Collection entries:

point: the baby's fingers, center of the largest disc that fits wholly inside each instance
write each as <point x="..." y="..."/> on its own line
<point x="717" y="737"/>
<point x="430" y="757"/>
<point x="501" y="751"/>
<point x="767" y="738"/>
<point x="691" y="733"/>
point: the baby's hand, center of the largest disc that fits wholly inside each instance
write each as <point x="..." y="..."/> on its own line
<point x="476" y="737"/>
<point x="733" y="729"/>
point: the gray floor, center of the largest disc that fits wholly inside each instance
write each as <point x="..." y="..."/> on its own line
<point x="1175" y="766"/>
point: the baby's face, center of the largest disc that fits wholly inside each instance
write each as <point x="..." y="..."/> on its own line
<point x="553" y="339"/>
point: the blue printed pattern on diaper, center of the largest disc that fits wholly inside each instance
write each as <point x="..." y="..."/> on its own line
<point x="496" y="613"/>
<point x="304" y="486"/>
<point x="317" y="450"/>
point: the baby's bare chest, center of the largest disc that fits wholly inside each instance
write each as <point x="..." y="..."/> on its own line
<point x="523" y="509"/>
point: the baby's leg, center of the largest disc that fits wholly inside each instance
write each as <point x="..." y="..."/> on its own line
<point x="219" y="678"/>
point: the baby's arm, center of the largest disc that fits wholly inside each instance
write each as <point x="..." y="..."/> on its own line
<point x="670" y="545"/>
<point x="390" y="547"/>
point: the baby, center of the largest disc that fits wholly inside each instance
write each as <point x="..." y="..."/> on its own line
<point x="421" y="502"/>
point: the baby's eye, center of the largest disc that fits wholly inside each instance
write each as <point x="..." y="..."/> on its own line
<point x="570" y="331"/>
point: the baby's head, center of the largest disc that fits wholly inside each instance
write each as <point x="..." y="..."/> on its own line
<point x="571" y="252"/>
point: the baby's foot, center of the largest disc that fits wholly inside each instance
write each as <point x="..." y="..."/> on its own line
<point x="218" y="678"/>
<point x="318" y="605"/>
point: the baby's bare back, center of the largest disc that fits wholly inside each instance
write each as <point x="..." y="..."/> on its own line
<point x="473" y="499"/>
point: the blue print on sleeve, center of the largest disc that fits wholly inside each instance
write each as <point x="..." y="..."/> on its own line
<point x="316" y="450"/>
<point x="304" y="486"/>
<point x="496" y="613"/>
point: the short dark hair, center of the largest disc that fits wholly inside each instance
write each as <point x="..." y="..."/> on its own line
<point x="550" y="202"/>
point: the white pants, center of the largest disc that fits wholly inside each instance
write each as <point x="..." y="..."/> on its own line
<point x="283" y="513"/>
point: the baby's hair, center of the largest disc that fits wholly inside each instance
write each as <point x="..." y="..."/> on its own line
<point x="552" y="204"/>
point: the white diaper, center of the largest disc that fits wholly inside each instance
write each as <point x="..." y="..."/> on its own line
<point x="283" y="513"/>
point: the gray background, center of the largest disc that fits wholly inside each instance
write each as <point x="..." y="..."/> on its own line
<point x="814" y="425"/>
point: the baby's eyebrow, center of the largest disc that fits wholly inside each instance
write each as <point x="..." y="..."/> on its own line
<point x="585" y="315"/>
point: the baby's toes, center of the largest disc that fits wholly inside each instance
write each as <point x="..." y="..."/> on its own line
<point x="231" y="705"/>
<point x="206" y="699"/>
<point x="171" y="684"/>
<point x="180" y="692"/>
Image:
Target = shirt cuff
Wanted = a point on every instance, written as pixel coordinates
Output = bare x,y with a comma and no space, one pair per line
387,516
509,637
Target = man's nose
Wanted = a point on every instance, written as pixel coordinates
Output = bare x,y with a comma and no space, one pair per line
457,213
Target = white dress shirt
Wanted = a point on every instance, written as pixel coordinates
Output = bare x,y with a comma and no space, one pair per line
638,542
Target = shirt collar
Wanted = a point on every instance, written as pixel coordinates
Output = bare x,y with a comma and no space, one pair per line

Requirement:
Please reproduce, exactly as they appear above, the lines from the line containing "point: the baby's bare back, center" up to and including the line containing "point: the gray background, center".

Exercise solution:
point: the baby's bare back, center of the largest disc that fits wholly inside each instance
write each as <point x="..." y="..."/> on its own line
<point x="473" y="499"/>
point: the blue print on sleeve, center of the largest disc that fits wholly inside each instance
write each as <point x="..." y="..."/> on its own line
<point x="316" y="450"/>
<point x="304" y="486"/>
<point x="496" y="613"/>
point: the short dark hair, center of the largest disc that fits wholly inside each instance
write each as <point x="..." y="..."/> on its own line
<point x="550" y="202"/>
point: the white pants, center of the largest disc that fits wholly inside each instance
write each as <point x="..." y="..."/> on its own line
<point x="283" y="513"/>
point: the baby's hair, center of the largest disc that fits wholly inside each instance
write each as <point x="..." y="..."/> on its own line
<point x="552" y="204"/>
point: the white diaper, center of the largest disc that fits wholly inside each instance
write each as <point x="..." y="..."/> on its own line
<point x="283" y="513"/>
point: the gray background, center of the largest disc that fits wholly inside each instance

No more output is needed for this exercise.